Prompt. Each line holding the string "door" is to be copied from the data.

Task inputs below:

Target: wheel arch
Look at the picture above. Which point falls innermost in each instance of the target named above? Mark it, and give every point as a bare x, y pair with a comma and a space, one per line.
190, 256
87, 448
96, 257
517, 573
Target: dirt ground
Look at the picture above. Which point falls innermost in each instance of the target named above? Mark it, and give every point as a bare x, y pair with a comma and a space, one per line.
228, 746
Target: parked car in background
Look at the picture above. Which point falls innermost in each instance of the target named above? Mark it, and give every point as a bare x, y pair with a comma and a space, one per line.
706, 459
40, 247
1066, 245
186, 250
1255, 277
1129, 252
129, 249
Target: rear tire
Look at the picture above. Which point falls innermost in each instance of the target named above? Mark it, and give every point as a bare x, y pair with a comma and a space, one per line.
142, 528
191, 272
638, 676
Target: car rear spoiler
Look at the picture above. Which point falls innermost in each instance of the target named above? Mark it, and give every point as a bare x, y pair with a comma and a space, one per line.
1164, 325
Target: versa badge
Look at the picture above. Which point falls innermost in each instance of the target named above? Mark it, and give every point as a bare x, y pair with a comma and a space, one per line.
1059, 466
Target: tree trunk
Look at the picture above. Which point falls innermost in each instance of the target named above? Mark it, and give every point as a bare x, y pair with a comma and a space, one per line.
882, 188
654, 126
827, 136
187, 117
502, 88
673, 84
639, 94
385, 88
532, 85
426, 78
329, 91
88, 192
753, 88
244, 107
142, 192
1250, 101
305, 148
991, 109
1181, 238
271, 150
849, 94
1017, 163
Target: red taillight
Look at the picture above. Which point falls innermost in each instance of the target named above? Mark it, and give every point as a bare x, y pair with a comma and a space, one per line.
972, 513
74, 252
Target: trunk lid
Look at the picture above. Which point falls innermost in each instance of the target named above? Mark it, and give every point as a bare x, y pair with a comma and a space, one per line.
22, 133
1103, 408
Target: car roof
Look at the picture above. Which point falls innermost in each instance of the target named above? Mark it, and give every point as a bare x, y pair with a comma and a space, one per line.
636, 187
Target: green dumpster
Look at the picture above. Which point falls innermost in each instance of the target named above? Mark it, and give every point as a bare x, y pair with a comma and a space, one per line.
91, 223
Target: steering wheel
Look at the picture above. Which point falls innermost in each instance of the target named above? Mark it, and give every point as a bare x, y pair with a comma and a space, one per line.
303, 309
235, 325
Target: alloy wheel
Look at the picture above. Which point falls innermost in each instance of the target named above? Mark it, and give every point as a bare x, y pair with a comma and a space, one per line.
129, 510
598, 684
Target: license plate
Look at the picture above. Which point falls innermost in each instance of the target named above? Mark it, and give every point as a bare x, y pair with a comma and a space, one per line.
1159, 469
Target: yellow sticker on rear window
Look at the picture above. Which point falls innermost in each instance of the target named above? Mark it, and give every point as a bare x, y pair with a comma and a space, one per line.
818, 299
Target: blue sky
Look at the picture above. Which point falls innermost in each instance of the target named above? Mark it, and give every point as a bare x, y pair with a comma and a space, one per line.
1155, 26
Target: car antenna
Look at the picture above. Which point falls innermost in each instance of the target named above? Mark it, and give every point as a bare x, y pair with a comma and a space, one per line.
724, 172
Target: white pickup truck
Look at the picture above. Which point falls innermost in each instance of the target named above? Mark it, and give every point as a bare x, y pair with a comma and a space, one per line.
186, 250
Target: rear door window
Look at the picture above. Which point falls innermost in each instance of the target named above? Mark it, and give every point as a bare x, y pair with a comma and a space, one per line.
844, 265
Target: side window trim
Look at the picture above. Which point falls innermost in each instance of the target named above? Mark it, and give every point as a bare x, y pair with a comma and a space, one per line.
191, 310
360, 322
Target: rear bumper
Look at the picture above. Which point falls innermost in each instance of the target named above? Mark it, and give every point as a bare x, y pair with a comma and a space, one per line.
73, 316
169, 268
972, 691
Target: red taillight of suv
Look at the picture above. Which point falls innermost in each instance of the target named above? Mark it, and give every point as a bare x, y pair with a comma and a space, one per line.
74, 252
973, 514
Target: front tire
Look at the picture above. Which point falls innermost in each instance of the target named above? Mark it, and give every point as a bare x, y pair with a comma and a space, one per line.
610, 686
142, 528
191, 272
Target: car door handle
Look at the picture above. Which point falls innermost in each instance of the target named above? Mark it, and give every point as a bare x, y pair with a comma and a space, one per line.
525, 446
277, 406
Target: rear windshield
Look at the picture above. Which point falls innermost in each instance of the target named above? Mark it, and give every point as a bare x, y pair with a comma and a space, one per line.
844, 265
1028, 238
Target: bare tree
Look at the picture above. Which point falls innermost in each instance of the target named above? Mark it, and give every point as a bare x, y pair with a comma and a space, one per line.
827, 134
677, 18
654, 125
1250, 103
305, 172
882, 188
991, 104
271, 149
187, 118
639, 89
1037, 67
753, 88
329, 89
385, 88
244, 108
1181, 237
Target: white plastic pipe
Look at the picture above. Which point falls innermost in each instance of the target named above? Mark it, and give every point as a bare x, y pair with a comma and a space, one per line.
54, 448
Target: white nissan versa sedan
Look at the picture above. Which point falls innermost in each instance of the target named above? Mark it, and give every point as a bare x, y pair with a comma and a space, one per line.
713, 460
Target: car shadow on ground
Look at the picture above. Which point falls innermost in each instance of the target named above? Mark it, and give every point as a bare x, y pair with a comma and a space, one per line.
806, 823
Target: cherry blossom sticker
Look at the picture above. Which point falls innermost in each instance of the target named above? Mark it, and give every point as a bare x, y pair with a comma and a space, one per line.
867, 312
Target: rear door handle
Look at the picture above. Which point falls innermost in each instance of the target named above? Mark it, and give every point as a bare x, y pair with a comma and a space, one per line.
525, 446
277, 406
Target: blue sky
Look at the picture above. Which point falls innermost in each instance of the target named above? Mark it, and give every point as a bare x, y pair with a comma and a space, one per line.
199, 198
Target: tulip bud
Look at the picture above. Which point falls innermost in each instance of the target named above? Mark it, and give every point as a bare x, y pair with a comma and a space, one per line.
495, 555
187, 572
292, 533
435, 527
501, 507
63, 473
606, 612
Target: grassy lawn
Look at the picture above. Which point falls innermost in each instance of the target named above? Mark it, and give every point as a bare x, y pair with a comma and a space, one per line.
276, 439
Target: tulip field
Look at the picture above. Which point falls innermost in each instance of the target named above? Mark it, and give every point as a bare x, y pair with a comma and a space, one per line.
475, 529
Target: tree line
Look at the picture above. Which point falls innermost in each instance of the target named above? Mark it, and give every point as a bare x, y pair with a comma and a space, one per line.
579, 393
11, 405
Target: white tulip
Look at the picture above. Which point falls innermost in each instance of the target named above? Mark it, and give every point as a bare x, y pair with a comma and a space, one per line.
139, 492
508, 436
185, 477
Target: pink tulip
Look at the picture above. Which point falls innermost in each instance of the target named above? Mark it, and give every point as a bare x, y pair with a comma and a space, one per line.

End of Task inputs.

Your solution.
Target: rear door window
Target: car door handle
Target: rear door handle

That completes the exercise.